**What you have to do:** Your answer must contain each line of the listing in which "below" appears, copied in full.

##############################

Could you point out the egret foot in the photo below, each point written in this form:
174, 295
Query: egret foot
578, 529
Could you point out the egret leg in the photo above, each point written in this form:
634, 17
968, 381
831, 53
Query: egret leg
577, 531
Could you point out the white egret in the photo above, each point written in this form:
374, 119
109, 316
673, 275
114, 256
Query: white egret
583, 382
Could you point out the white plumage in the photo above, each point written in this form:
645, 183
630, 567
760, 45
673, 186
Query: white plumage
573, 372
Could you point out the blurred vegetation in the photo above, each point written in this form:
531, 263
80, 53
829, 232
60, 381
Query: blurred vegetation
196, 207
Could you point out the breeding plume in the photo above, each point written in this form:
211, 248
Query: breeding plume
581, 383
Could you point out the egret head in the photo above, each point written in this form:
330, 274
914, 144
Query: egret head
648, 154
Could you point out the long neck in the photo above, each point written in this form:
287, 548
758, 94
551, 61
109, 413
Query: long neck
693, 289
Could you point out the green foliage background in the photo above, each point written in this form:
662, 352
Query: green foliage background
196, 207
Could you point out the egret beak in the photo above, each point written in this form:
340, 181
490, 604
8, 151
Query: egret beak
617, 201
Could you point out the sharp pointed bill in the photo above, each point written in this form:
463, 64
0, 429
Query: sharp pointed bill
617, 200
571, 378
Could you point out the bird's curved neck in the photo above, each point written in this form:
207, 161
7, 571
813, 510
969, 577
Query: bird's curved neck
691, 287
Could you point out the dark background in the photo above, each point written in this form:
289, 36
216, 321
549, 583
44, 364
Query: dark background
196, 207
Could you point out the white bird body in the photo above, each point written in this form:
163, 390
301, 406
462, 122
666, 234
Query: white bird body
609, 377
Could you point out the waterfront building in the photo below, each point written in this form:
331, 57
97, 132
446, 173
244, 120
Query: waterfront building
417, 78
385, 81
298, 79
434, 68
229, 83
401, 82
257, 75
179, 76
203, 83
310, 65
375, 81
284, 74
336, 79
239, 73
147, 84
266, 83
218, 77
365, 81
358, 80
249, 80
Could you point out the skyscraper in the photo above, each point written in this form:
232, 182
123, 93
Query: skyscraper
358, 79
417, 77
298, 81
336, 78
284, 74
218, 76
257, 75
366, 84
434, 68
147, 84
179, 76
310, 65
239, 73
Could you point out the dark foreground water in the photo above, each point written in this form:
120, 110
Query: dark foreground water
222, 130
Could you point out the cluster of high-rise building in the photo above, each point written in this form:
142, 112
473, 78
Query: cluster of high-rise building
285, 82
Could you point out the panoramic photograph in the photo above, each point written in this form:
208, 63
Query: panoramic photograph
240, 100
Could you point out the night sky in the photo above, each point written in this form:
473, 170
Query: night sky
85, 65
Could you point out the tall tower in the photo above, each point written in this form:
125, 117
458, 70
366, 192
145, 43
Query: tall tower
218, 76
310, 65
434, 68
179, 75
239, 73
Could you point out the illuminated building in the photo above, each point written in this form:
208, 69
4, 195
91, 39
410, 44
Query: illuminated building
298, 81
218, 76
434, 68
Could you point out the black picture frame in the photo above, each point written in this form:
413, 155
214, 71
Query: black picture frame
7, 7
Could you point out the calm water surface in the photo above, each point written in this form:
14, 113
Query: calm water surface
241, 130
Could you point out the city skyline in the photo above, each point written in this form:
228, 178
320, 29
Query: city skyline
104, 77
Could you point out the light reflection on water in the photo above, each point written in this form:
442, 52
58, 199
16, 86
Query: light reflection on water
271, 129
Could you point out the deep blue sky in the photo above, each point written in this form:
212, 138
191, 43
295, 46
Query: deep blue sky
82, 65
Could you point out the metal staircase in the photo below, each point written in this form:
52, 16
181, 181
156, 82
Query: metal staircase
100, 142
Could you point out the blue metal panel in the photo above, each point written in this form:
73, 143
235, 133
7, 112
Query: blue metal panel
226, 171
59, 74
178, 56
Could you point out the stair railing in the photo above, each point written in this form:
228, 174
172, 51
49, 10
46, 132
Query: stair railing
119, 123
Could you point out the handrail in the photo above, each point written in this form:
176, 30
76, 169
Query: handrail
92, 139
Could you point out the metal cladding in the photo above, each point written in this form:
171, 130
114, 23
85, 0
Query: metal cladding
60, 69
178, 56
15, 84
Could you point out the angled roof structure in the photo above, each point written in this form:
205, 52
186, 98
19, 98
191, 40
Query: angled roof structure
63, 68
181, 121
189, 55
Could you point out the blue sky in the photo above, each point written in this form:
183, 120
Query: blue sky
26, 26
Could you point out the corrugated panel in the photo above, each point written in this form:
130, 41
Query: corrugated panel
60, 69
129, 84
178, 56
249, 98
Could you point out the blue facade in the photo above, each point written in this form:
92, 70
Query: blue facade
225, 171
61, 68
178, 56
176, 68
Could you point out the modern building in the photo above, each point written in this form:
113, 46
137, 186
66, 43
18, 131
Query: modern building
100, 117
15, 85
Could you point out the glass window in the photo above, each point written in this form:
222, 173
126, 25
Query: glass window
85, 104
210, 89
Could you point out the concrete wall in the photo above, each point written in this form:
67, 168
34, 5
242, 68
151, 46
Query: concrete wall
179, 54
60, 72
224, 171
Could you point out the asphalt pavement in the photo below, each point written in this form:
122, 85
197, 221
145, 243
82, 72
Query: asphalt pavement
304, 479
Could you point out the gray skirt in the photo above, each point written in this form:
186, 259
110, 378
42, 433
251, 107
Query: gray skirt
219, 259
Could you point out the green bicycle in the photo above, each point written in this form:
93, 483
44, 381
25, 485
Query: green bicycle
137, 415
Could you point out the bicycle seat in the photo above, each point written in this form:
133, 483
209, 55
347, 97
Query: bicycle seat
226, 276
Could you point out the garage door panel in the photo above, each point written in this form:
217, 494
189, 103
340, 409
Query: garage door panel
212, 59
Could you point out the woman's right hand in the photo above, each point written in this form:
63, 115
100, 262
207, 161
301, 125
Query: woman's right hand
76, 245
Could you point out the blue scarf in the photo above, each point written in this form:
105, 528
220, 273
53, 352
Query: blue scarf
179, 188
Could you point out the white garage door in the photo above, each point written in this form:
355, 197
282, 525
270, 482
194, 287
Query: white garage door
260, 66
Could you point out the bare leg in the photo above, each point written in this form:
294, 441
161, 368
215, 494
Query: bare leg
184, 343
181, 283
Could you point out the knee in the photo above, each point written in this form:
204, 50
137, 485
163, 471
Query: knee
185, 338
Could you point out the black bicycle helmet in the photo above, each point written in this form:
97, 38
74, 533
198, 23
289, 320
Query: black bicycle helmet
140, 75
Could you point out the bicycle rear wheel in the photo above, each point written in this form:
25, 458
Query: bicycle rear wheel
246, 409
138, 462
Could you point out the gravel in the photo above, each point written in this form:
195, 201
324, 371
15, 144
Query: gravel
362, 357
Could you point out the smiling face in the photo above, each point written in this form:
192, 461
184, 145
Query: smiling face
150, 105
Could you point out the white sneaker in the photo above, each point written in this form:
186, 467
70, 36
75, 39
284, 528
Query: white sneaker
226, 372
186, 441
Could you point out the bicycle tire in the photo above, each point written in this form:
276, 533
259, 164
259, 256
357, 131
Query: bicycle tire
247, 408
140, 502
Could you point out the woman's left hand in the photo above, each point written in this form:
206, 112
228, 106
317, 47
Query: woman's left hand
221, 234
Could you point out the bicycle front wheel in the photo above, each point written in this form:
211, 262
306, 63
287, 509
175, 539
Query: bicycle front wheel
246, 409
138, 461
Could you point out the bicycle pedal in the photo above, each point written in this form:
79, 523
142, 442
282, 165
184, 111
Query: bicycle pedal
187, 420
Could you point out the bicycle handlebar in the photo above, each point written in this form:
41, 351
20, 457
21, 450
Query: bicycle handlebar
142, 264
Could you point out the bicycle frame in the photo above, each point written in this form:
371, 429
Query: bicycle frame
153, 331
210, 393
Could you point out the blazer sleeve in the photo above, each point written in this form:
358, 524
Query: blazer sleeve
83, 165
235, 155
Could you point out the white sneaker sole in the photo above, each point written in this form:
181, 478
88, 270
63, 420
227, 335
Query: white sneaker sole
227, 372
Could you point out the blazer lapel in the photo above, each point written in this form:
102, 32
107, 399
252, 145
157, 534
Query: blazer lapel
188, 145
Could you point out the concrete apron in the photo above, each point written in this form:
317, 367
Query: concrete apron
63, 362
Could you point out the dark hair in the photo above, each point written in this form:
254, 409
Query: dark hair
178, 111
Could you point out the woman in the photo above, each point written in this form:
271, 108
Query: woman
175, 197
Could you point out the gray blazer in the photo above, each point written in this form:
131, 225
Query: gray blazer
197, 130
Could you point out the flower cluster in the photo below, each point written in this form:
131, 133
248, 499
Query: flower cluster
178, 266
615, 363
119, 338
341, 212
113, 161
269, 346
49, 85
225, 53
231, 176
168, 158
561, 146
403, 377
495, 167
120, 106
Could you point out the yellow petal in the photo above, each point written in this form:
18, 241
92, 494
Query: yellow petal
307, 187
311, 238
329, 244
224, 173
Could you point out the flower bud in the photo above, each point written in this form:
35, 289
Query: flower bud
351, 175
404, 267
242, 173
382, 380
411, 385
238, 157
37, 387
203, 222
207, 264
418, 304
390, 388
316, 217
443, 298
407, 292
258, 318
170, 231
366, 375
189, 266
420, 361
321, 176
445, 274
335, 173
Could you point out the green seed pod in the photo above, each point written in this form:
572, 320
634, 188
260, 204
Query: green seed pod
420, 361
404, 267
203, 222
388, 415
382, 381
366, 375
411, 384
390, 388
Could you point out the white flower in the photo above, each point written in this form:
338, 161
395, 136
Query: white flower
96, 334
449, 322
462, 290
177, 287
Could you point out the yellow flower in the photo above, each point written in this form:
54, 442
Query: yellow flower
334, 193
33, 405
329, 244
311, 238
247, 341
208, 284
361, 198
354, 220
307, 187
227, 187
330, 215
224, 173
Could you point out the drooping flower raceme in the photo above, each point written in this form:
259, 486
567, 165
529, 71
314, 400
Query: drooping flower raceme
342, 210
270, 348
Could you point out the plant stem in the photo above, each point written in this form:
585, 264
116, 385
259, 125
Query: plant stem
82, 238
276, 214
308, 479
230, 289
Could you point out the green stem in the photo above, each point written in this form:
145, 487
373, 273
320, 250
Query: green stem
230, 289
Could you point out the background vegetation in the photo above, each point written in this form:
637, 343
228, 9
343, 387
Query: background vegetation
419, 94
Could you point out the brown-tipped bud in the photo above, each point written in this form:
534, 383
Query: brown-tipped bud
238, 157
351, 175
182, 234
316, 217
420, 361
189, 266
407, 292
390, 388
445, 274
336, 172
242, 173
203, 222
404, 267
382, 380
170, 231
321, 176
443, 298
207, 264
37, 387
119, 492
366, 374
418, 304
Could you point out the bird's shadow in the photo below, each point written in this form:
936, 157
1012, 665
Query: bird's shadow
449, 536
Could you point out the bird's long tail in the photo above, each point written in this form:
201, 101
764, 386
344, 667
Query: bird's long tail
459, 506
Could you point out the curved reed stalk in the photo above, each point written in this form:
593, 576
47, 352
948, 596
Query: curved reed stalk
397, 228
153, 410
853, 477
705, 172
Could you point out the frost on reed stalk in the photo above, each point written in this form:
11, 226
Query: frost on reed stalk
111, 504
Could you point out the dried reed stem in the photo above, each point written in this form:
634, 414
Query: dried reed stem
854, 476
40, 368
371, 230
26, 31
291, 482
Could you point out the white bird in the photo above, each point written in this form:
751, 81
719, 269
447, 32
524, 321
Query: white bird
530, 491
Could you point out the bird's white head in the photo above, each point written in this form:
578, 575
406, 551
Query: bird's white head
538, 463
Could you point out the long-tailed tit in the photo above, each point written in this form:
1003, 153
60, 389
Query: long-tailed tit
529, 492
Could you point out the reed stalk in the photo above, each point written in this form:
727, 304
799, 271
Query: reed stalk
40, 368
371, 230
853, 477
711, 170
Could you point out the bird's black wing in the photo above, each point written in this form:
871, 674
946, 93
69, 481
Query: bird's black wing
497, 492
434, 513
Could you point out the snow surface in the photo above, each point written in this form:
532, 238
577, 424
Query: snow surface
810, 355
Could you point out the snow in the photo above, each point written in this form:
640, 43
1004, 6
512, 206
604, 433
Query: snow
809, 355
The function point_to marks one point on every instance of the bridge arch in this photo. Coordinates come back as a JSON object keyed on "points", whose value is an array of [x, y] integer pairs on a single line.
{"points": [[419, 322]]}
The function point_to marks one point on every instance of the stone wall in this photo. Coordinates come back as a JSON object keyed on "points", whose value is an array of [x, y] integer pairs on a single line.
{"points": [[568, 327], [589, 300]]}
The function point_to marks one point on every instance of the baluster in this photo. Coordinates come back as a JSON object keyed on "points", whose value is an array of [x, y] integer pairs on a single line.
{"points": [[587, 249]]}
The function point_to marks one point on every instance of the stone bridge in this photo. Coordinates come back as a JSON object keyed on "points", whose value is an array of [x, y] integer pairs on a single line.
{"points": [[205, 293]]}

##############################

**Solution to this task:**
Could you point out the egret foot in the photo below, each point written in this form:
Could you point out the waterfront building in the photo below, each point written in this form:
Could you point out the metal staircase in the photo below, each point written in this form:
Could you point out the asphalt pavement in the photo below, each point written in this form:
Could you point out the flower cluster in the photo below, each point written in this form:
Could you point out the bird's shadow in the photo below, each point written in this form:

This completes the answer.